* **AIM OF THE TASK**:
Quote the data below in full, minus the images.

* **RECORDS SHOWN**:
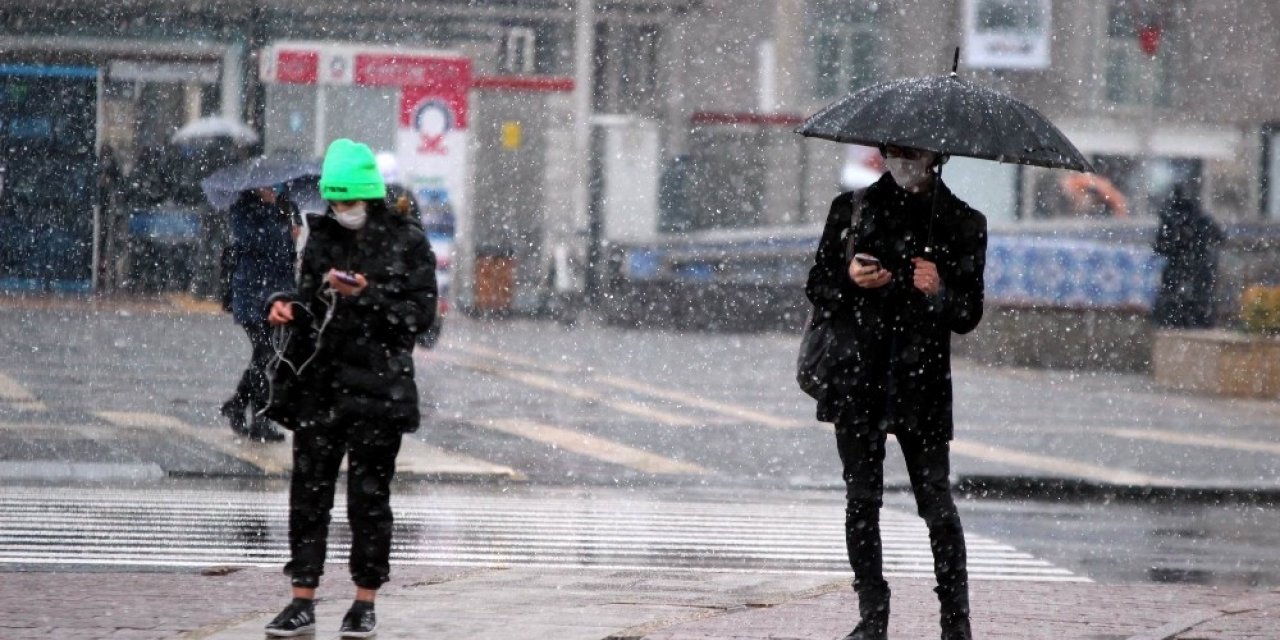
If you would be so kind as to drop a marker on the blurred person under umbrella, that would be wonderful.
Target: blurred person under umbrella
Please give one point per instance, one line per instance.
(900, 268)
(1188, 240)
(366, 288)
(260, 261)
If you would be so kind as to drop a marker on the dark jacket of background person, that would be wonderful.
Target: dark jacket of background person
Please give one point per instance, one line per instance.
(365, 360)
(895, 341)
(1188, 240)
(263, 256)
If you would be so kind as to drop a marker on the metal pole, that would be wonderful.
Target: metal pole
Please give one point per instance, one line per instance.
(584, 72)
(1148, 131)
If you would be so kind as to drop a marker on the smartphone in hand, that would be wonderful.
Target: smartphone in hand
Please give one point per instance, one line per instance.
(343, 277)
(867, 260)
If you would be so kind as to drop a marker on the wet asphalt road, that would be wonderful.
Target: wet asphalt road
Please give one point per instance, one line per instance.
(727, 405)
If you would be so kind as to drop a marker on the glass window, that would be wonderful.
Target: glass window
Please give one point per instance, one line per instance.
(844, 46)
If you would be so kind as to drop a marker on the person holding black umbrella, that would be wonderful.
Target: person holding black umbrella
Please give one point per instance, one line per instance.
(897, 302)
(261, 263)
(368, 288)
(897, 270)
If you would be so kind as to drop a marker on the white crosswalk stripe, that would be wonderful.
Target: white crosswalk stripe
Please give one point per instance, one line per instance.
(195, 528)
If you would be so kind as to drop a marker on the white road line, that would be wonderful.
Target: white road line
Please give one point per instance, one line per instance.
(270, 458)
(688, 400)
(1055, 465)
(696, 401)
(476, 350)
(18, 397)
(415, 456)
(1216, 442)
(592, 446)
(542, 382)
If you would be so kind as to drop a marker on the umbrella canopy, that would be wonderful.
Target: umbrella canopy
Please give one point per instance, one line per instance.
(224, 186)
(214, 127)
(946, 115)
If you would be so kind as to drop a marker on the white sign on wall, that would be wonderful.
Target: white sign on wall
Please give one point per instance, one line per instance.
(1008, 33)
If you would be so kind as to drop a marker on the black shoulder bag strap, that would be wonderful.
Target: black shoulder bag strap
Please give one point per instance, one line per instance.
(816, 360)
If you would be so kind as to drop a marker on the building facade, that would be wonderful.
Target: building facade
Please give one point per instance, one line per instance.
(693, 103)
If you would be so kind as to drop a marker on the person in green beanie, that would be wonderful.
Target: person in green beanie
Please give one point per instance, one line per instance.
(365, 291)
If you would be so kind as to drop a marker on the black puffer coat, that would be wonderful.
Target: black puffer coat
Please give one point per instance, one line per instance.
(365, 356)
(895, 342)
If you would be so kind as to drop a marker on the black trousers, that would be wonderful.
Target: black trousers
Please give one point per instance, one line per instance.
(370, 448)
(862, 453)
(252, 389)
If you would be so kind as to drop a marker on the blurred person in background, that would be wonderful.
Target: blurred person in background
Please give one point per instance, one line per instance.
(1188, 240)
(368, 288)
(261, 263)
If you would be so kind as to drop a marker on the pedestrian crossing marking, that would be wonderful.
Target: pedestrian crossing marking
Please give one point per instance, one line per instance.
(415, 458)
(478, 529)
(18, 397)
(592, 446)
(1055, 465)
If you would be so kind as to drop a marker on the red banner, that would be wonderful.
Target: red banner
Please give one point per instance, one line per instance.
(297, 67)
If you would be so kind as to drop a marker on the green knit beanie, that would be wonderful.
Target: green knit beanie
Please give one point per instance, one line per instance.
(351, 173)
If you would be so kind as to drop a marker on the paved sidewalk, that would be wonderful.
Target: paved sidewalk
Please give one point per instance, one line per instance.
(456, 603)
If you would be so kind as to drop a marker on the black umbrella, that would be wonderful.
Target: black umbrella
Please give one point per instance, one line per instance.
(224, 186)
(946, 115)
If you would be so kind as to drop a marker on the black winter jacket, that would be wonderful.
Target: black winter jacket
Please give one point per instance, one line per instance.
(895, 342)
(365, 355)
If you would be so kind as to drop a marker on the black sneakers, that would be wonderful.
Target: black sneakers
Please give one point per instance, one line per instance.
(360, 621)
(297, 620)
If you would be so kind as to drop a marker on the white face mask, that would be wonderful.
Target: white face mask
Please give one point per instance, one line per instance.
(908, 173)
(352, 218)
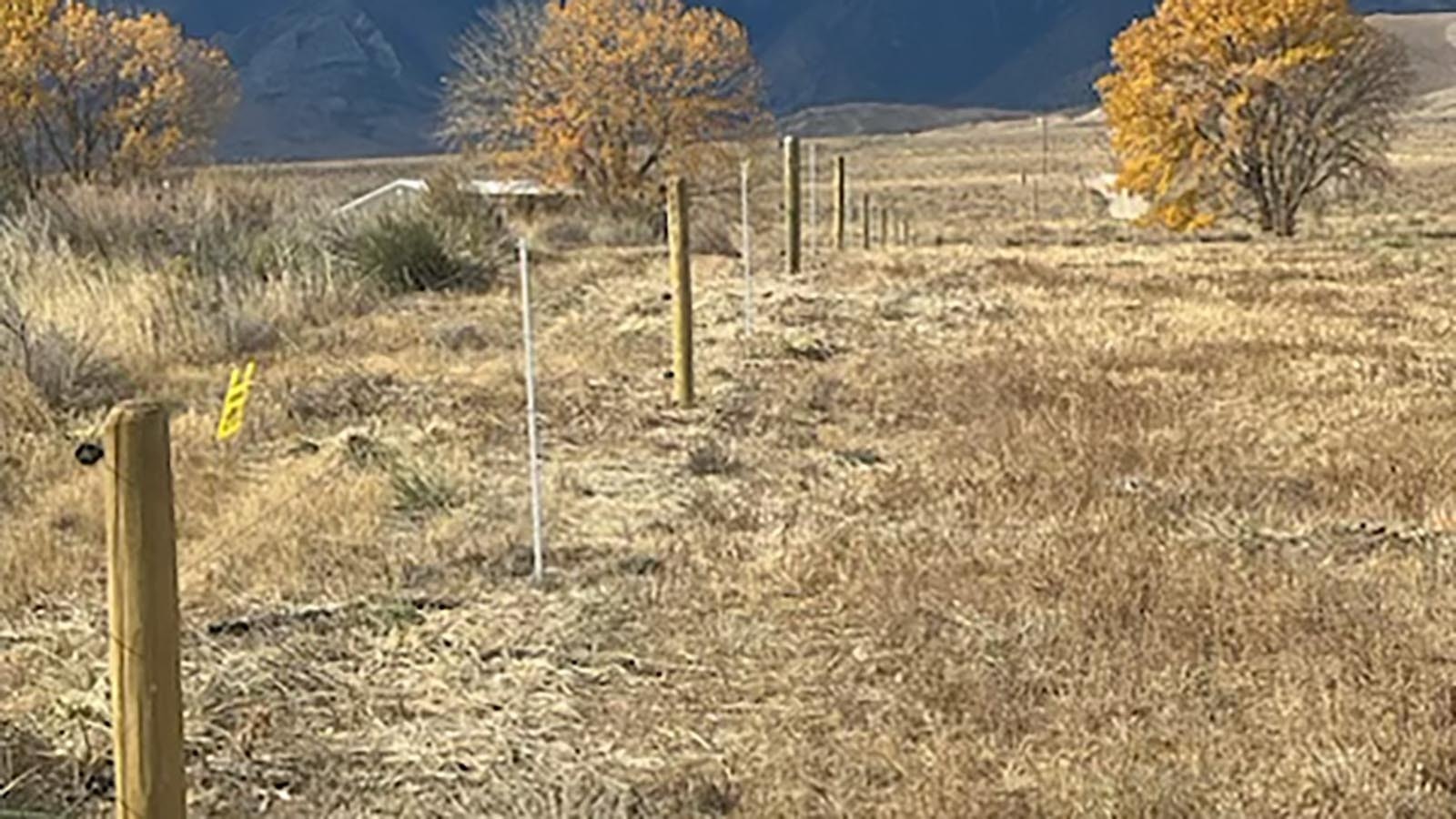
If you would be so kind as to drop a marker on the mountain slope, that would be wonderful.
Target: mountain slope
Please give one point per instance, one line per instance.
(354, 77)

* **FINAL RESULT**:
If you would be so kind as to drop a marker on the blurred person under umbrella, that would be wonderful.
Target: blurred person under umbrella
Please give one point per instance, one line per instance.
(900, 268)
(1188, 240)
(366, 288)
(260, 261)
If you would be so kind as to drop a marker on the dark jacket of background person, that would be wonderful.
Target: dark jacket of background person
Please give one point per instance, one line per instance.
(365, 360)
(895, 341)
(1188, 240)
(263, 256)
If you would be so kind as to drop a marker on the metal pole, that would be wonderful.
Target: metal pole
Please give one point per instance, one line per instance.
(584, 72)
(1148, 131)
If you would be so kind as to drop a marker on the smartphone in hand, that would be wonderful.
Target: smartphone in hand
Please give one point per instance, one line per instance.
(343, 277)
(867, 260)
If you would be so kind as to drop a marker on the wet asphalt road, that would be wonderful.
Target: wet asphalt road
Please give one point per instance, one line per instance.
(727, 405)
If you would be so kind as to drop a marker on the glass window, that would be wonderful.
Target: glass window
Please give one point per instance, one line per instance.
(844, 46)
If you would be so kind as to drop a marker on the person holding black umbrella, that would be wonderful.
Target: person holding black umbrella
Please give one point per instance, one line per instance.
(897, 302)
(261, 263)
(368, 288)
(897, 270)
If you would be so kind as to drop a marker on the white crosswalk stripe, that would be wonderful.
Target: white crosswalk stripe
Please give one point per instance, one line per instance.
(195, 528)
If you would be so kind as to drop a marker on the white road line, that would be wonderful.
Target: white road line
Please give one point per instance, one line per instance.
(270, 458)
(688, 400)
(1055, 465)
(696, 401)
(476, 350)
(18, 397)
(415, 456)
(1216, 442)
(592, 446)
(542, 382)
If you would be so kind as to drop a marker on the umbrella canopy, that would be wonderful.
Target: umbrella canopy
Please give one point per instance, one line per instance.
(224, 186)
(214, 127)
(946, 115)
If you would be so kind as to drop a marker on the white sign on wall, that would be wonderful.
Target: white sign on wall
Please give one point per instance, one line per instance.
(1008, 33)
If you would be so kind as to drop a marker on the black shoulder bag strap, that would be wonderful.
Target: black shoulder bag strap
Please give one point per instance, one line per instance.
(816, 360)
If you would be so kind as to drop a marker on the building facade, that would be wonderful.
Target: building facade
Please give one point per instance, one line per instance.
(693, 103)
If you would be so kind as to drop a marker on the person in green beanie, that would be wonderful.
Target: person in green beanie
Please give one point per instance, one line per instance.
(365, 291)
If you would be so kind as to drop a marker on the black puffer coat, that would be wonderful.
Target: black puffer coat
Please give one point per instance, one line per instance.
(365, 356)
(895, 342)
If you would be so kind as to drop a marker on the black trousers, that would be wonderful.
Target: black trousers
Please give one point per instance, one line per instance.
(370, 448)
(862, 453)
(252, 389)
If you would be so kind as to drop a marker on the blurred person in background, that would be wonderful.
Target: blurred person in background
Please give one point per instance, one line per instance.
(1188, 240)
(368, 288)
(261, 263)
If you would be so kind as to drop a marker on the pedestrian crossing marking, that would be wonderful.
Target: pedestrian crossing marking
Please give one point per instance, one line per instance.
(415, 458)
(478, 529)
(18, 397)
(592, 446)
(1055, 465)
If you would be so kind as to drop a marker on the red banner, that would be wonderful.
Target: red banner
Please give one point per instance, one line per instance.
(297, 67)
If you would be so kind as to drop a marker on the green knit beanie, that would be wonderful.
Target: green knit beanie
Please give one point per instance, one line per instance.
(351, 173)
If you would be so kind as to drop a marker on the paved sidewalk, that would be wonderful.
Target: paved sidewalk
Please give one point per instance, one line per instance.
(456, 603)
If you would be so kind as to drop a marker on the black umbrella, that would be wonderful.
Target: black umbrella
Please give one point per instance, one line per instance.
(224, 186)
(946, 115)
If you would be so kind as to drop a marker on the black winter jacket, that would be wonderful.
Target: black winter jacket
Please give one point per instance, one line per instance.
(895, 342)
(365, 355)
If you would be so kind as to drop a marker on the black sneakers, that would be wonderful.
Target: black sneakers
Please give one point per instance, one line per instance.
(360, 621)
(297, 620)
If you would be so kind as to drop a marker on the white face mask, that would be wonderful.
Target: white face mask
Please give one point per instance, one line per instance.
(908, 173)
(352, 218)
If you would be so kind as to drop a marker on the mountain slope, that would be wonderful.
Target: mountain slope
Please give one point per instance, one line per instance.
(354, 77)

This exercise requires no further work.